-- EXERCISE --
Return the listing word for word, as given.

-- SUPPLIED INFORMATION --
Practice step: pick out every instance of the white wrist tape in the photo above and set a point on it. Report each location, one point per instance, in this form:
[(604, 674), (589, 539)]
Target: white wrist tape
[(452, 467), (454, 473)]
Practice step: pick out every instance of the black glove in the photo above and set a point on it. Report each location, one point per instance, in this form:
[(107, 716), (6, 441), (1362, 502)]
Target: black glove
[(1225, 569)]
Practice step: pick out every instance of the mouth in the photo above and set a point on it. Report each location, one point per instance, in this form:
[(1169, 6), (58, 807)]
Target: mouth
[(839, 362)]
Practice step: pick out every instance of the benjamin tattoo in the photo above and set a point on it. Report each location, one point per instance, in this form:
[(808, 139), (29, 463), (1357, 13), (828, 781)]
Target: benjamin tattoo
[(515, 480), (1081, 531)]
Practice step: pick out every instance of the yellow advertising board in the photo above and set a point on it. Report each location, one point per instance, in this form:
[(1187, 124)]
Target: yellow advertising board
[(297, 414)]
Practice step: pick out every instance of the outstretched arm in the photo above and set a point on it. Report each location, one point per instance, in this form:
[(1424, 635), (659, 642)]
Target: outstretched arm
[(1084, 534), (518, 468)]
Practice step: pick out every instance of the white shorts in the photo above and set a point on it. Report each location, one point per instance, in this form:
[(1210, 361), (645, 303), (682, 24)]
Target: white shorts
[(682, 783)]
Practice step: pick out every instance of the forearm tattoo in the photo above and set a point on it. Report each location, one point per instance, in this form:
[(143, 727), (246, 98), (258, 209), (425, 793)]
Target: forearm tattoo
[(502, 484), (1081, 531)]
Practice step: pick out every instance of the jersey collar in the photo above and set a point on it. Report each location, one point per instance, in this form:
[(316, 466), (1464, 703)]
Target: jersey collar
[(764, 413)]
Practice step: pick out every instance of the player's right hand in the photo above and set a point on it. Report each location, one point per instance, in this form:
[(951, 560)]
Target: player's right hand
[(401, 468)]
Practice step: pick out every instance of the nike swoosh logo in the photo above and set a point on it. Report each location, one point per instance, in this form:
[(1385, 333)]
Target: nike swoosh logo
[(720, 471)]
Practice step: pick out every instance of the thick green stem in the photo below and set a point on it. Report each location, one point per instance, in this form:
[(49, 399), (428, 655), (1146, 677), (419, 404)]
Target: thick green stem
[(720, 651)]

-- RESULT OF THE EXERCISE --
Practice step: pick out every instance of the white wrist tape in the photo above and set a point on it. Report each location, one point per instance, in this form:
[(604, 674), (589, 539)]
Target: white wrist tape
[(452, 467), (454, 473)]
Practice step: pick out every instance of the black glove in the photo above and set a point on it. Report each location, one point per instance, in this form:
[(107, 716), (6, 441), (1362, 502)]
Target: black glove
[(1225, 569)]
Practice step: pick out every instance of the mouth in the photo above and set a point on it. Report each location, one point per instance, in this form:
[(1169, 6), (58, 807)]
Target: mouth
[(839, 362)]
Practice step: pick out every instance of the benjamin tattoo in the photo above and set a point on it. Report each location, one point per instance, in this form:
[(808, 139), (29, 463), (1357, 13), (828, 781)]
Target: benjamin tattoo
[(515, 480), (1081, 531)]
Practice step: pick out every instance of the yellow advertising board in the photo above and set a point on it. Report each location, one point per instance, in this form:
[(1187, 124)]
Target: yellow advertising board
[(297, 414)]
Practice step: pick out every instance of the outstretched arm in the photo above and set a point on it. Report each location, one point per instance, in this form:
[(1424, 635), (659, 642)]
Target: outstretched arm
[(1084, 534), (518, 468)]
Practice step: pick out every instance of the white shorts in the photo above and set a point on it. Report each location, one point per instance, in this form:
[(1210, 361), (645, 303), (682, 24)]
Target: white shorts
[(682, 783)]
Practice step: pick out every instance of the forearm tattoo in the photo above and set a point on it. Report each location, one point per instance, in this form:
[(143, 727), (246, 98), (258, 209), (425, 793)]
Target: forearm tattoo
[(502, 484), (1081, 531)]
Practice step: pick out every instance of the jersey collar in the photo above and set a point on it. Report each location, one point per instance, in this form:
[(316, 466), (1464, 703)]
Target: jersey collar
[(764, 413)]
Practice step: pick out every instance of the player's right hand in the photo above and set a point on it. Report each location, one point per instance, in this form:
[(951, 560)]
Target: player's right hand
[(401, 468)]
Practice step: pick out every instance of the nike swoosh logo in the photo above and set a point on it. Report each location, one point per instance, in this form:
[(1385, 333)]
Target: nike swoosh logo
[(720, 471)]
Practice step: pick out every instance of the thick green stem in the photo below and set a point on it. Report each location, one point per instance, in this form:
[(49, 399), (428, 655), (1146, 677), (419, 404)]
Target: thick green stem
[(720, 651)]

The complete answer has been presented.